> **SET TASK**
Arrange the listing below as a two-column CSV headed input and output, with one row for each piece of wording and the coordinates that follow it. Quote every field, turn line breaks into spaces, and leave out the pictures.

> **RECORD LIST**
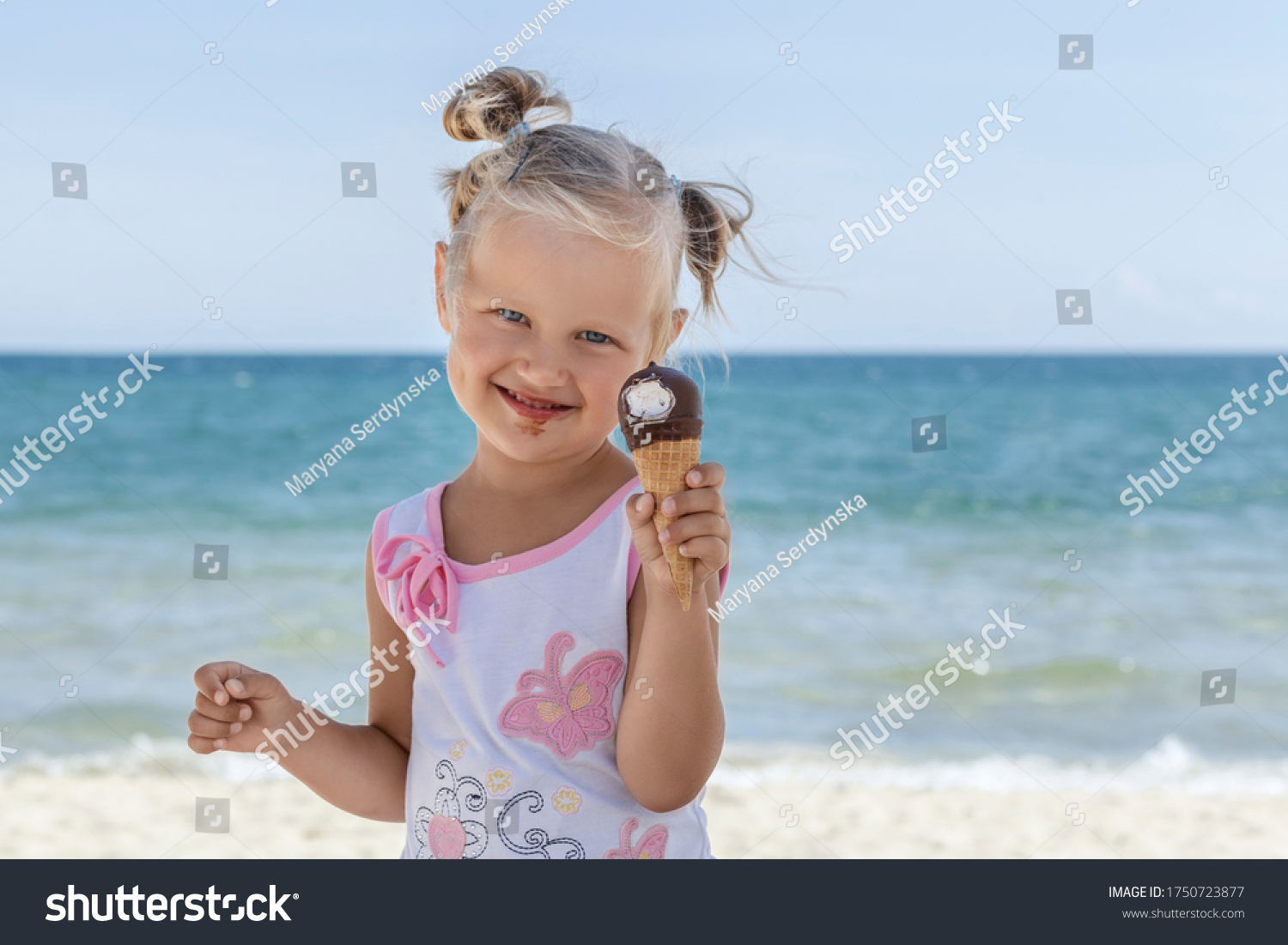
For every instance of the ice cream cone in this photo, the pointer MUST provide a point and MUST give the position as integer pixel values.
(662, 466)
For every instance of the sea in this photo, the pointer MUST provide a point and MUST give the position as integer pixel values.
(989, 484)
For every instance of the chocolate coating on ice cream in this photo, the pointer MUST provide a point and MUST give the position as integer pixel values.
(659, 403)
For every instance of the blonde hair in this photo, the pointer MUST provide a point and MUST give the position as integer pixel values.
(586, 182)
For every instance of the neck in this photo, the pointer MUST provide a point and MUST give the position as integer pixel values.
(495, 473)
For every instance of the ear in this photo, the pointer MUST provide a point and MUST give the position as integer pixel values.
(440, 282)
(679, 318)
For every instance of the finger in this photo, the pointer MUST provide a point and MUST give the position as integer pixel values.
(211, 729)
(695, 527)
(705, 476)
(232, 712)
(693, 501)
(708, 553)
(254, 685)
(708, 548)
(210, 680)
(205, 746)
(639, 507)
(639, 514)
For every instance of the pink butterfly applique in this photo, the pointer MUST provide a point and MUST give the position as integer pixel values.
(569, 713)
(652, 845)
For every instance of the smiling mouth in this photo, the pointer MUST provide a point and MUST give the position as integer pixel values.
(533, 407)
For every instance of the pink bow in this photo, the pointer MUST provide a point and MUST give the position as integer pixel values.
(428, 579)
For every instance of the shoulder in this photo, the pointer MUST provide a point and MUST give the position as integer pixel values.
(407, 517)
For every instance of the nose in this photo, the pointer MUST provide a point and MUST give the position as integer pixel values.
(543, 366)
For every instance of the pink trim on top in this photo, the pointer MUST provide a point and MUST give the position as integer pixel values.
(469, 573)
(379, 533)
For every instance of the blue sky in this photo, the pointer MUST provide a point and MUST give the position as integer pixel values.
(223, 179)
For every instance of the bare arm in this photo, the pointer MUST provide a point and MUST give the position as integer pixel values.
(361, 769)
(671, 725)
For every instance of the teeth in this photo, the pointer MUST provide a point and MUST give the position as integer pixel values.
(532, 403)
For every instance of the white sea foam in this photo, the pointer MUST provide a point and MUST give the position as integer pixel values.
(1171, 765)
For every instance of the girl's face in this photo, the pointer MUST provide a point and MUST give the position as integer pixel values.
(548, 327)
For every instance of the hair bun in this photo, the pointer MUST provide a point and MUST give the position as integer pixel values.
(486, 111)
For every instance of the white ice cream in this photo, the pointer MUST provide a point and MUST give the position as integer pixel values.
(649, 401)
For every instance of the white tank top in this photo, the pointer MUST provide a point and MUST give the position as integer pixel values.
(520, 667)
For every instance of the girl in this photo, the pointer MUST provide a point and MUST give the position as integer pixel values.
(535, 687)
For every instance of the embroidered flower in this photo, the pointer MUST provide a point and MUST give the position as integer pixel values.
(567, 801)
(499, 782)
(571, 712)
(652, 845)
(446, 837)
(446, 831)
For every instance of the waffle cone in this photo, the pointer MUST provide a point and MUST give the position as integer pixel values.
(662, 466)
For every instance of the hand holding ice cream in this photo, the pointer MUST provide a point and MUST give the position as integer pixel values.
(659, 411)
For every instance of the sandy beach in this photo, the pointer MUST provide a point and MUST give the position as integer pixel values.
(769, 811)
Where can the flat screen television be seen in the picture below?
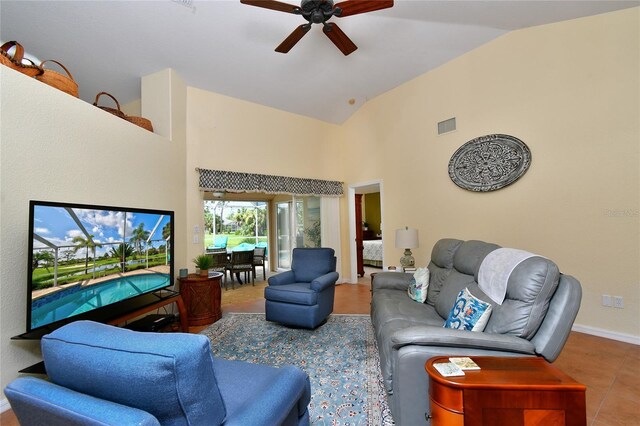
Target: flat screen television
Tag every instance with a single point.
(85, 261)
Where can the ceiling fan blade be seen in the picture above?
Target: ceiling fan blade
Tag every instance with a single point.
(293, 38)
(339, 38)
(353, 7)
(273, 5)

> **THE COMPLETED TASK**
input,output
"For every instance of the ice cream cone in this photo, the pointer MUST provide a point and MUST give the position as integer pixel values.","(662, 466)"
"For every instance of the sea in this photo, the pointer MUST provide a point and MUST give the position as integer pixel values.","(989, 484)"
"For every instance of the chocolate coating on ice cream in this photo, the pointer MUST provide a point and MUST give the position as integer pixel values.","(659, 403)"
"For every instance of the blonde hair in this photo, the pointer MUST provide a point and MUST give the position as integer pixel values.","(586, 182)"
"For every instance of the neck in this photo, the pointer MUST provide a point and MUST give the position as integer pixel values.","(495, 473)"
"For every instance of the ear in this photo, the pointer MUST provide a point and MUST give the position as integer pixel values.","(440, 282) (679, 318)"
"For every instance of the finger in this photo, the pointer MUST provide a point and MUST give the position as integer pixel values.","(211, 729) (695, 527) (705, 476) (232, 712) (693, 501) (708, 553) (254, 685) (708, 548) (210, 680) (205, 746) (639, 507) (639, 514)"
"For every instance of the pink butterfly applique in this photo, the pointer MUST provide a point and MUST give the position as integer pixel values.","(569, 713) (652, 845)"
"For every instance of the smiling mouth in this photo, the pointer MUST provide a point and MUST give the position as integer pixel values.","(533, 407)"
"For every instance of the pink bow in this photo, the pointer MUST provide a point and MUST give the position as integer pixel values.","(428, 579)"
"For every instance of the shoulder in this photo, the pointer MUST provide a point and MUST give the position as integer pixel values.","(407, 517)"
"For every instance of the nose in this photo, the pointer MUST provide a point and MUST give the position as integer pixel values.","(543, 366)"
"For every instance of the pink trim on top in this photo, the pointer MUST provide a point and MUST give the position as integer pixel values.","(469, 573) (379, 533)"
"For every instance of the blue sky in this photo, the pointer MUST provide a point and MUST give the position as integer pixel values.","(223, 179)"
"For every instance of the bare arm in this photo, the pointer MUST provide a point and MUST give the position as integer pixel values.","(361, 769) (671, 725)"
"For every instance of the teeth in this photo, the pointer MUST provide a point and MUST give the position as integer pixel values.","(532, 403)"
"For every instance of the white sea foam in this photo, the pointer MUST provide a point and MUST give the position as integer pixel values.","(1171, 765)"
"For every instance of the girl's face in this photo, the pointer MUST provide a point and MUST give the position as integer pixel values.","(548, 327)"
"For every instance of the hair bun in this photo, the pointer MUST provide a point and MUST give the position as integer pixel values.","(486, 111)"
"For every instance of the white ice cream in this photo, the pointer MUST provide a point and MUST give the position as integer pixel values.","(649, 401)"
"For every instance of the white tank top in this photo, the pointer MUST provide a point and MUST give the position as integer pixel values.","(520, 667)"
"For every instance of the girl in this photo, the pointer MUST provide a point and MUST give the position as integer pixel values.","(535, 687)"
"For every instance of the embroidered flower in this photo, the pointer MUST provide a point and MUST give the position as integer pixel values.","(567, 801) (499, 782) (571, 712) (652, 845) (446, 837) (446, 831)"
"For every instance of the waffle cone in this photo, the pointer MUST provide a point and MUST give the position as integer pixel values.","(662, 466)"
"For every instance of the hand holding ice cream in this photo, the pointer MUST provide a point and MUST give the position as integer pixel values.","(659, 411)"
"For every instance of the sandy beach in this photo, the pointer MUST provide a point and MUST give the position as integer pixel values.","(769, 811)"
"Where can the flat screen television be seen in the picture below? Target: flat screen television Tag every instance with a single point.","(85, 261)"
"Where can the ceiling fan blade be seen in the picture above? Target: ceiling fan blade Tag every instance with a single point.","(293, 38) (339, 38) (353, 7) (273, 5)"